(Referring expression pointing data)
* * * * *
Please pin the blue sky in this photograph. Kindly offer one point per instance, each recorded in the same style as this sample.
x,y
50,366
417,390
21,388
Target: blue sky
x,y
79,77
* * * * *
This exercise calls for every record to be restated word for word.

* _ANSWER SPACE_
Please pin the blue sky in this photograph. Kindly offer one point per instance, each recorded in the same style as this sample.
x,y
50,366
417,390
21,388
Target: blue sky
x,y
79,77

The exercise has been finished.